_Estratto della pagina_
>>>
IL LIMITE IGNOTO. Dal premier britannico Sunak, per ora, il presidente ucraino incassa un «niente è escluso». E oggi vede Macron e Scholz. A stretto giro la reazione di Mosca: «Conseguenze militari e politiche per l’Europa e il mondo intero»
L'incontro tra Volodymyr Zelenskyy e re Carlo a Londra - Ap/Aaron Chown
«Vinceremo la guerra«, ha detto ieri nella Hall di Westminster il presidente ucraino, il leonino Volodymyr Zelensky. «Abbiamo la libertà, dateci le ali per proteggerla», ha poi aggiunto nel corso del suo appassionato – e spettacolare in tutti i sensi – intervento davanti al parlamento britannico riunito in una sessione congiunta, in estasi e a un passo dal chiedergli l’autografo. Avrebbe poi incontrato re Carlo terzo e i piloti di jet da combattimento e marines ucraini addestrati dalla Raf.
LA FRASE sulla libertà alata era anche scritta sul casco di un asso dell’aviazione ucraina che Zelensky ha donato al presidente della Camera dei Comuni, Lindsay Hoyle. Avviluppata nell’infiorescenza poetica, la richiesta nuda e quasi brutale pronunciata del resto ormai infinite volte: «Dateci gli aerei». E reiterata ancora in previsione del suo successivo incontro con il re, che in gioventù aveva fatto il pilota di elicotteri. «Il re è un pilota dell’Air Force: ebbene, oggi, in Ucraina, ogni pilota dell’Air Force è un re».
Nessun dubbio circa l’operazione simbolica del Churchill ucraino che parla ai successori del Churchill inglese, la Kiev sotto attacco russo alla Londra del Blitz: «Il Regno unito sta marciando con noi verso la vittoria più importante della nostra vita. Sarà una vittoria sull’idea stessa della guerra», ha detto Zelensky nella sua ormai classica mise militare.
<<<
_Lavoro richiesto_
Riporta senza alcuna modifica il brano dell'articolo su Zelensky a Londra che va da «Nessun dubbio circa» fino a «classica mise militare.», entrambi inclusi. Le voci sono materiale a sé, distinto dall'articolo su Zelensky a Londra.

_Dati disponibili_
>>>
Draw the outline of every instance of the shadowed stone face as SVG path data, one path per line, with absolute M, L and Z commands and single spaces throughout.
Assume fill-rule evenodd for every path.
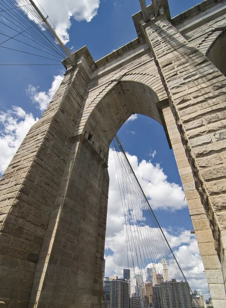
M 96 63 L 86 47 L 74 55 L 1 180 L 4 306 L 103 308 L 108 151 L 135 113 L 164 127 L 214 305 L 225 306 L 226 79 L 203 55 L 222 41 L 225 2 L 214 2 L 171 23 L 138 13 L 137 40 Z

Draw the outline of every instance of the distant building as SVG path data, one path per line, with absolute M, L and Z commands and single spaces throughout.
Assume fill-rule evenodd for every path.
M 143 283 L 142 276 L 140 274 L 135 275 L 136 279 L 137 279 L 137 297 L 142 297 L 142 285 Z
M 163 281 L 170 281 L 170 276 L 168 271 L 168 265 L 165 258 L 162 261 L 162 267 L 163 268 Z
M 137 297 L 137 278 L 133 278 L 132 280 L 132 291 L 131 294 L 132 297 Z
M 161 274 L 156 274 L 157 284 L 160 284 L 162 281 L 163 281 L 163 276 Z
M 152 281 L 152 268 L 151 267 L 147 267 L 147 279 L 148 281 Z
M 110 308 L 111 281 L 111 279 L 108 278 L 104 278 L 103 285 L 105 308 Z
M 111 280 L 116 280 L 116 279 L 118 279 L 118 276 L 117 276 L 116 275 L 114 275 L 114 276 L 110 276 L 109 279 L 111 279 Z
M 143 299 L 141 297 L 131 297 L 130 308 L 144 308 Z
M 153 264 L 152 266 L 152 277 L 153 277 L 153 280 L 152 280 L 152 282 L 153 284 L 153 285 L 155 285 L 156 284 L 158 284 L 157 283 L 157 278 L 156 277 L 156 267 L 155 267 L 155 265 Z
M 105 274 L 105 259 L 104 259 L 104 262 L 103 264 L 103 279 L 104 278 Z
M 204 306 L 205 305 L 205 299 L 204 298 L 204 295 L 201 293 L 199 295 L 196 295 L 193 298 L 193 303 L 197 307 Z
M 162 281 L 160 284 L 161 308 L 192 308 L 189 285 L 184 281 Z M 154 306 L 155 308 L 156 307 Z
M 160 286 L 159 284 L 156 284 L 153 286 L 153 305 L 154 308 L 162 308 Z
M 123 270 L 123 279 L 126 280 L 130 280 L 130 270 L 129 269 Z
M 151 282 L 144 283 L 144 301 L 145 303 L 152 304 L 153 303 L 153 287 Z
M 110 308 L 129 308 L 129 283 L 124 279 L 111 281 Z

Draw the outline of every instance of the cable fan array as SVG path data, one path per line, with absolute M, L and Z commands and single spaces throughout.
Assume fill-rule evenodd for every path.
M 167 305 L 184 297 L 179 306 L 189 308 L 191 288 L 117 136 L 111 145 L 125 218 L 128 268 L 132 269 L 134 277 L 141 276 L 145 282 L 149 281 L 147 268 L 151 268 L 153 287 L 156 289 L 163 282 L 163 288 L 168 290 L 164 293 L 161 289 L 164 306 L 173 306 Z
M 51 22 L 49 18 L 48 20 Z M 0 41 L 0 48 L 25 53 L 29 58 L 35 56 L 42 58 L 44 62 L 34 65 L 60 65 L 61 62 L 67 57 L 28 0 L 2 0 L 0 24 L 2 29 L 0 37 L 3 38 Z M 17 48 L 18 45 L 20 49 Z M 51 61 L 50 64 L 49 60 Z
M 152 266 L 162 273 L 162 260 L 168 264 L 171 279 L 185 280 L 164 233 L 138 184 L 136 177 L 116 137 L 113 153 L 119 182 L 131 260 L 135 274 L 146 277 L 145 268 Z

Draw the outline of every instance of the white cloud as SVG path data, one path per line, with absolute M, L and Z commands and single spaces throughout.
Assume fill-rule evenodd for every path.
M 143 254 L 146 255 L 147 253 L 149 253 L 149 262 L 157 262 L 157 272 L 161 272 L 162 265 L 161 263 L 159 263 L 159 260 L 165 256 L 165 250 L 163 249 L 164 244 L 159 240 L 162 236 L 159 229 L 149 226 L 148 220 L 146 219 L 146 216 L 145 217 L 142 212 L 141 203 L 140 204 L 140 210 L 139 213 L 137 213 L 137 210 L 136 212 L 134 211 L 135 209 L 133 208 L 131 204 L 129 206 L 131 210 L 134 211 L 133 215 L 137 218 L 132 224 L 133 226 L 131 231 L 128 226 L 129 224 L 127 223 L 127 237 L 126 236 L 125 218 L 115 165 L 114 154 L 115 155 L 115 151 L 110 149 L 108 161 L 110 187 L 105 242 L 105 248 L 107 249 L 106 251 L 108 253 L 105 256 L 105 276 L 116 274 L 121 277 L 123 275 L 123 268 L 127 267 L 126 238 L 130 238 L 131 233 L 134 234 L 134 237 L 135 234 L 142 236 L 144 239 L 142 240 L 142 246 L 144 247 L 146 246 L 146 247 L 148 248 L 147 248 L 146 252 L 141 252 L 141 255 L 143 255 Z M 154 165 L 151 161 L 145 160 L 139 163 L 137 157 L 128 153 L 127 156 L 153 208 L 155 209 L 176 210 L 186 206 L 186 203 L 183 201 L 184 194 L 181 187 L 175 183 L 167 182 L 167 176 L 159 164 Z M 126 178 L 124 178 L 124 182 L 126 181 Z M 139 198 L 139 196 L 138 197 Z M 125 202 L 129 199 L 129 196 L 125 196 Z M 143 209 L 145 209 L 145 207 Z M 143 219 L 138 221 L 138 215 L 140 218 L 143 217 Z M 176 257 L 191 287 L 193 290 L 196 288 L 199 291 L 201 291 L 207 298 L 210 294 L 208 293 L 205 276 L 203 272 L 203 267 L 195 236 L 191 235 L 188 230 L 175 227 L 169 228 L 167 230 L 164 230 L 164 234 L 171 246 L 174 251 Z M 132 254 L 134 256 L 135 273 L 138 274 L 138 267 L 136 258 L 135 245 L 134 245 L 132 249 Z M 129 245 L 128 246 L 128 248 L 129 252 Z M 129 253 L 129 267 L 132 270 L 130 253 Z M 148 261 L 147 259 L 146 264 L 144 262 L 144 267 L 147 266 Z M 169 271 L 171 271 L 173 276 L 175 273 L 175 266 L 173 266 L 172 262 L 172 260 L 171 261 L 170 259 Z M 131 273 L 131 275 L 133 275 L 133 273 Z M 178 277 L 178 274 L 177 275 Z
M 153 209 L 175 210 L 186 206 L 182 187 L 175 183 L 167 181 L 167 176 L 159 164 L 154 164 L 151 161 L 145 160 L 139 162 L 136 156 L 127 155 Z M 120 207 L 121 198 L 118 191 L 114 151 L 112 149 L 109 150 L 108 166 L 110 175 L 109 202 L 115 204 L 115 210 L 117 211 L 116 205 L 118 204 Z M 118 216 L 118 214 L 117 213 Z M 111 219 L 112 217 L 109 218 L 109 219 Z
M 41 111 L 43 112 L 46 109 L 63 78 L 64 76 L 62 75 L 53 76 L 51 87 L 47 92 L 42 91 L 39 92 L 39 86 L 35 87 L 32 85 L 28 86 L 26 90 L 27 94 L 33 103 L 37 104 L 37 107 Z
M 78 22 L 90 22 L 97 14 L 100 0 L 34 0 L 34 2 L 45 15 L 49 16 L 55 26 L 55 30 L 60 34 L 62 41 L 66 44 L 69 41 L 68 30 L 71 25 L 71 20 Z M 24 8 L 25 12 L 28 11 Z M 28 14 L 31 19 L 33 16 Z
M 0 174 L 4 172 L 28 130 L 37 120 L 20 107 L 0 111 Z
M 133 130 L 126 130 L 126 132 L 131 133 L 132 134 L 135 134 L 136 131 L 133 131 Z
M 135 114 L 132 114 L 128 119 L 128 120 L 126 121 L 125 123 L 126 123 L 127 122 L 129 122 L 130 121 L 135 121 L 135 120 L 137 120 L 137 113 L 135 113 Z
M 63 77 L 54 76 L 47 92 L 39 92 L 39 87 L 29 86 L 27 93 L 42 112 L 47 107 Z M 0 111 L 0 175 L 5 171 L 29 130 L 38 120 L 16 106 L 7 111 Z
<<<
_Risultato dell'esercizio_
Nessun dubbio circa l’operazione simbolica del Churchill ucraino che parla ai successori del Churchill inglese, la Kiev sotto attacco russo alla Londra del Blitz: «Il Regno unito sta marciando con noi verso la vittoria più importante della nostra vita. Sarà una vittoria sull’idea stessa della guerra», ha detto Zelensky nella sua ormai classica mise militare.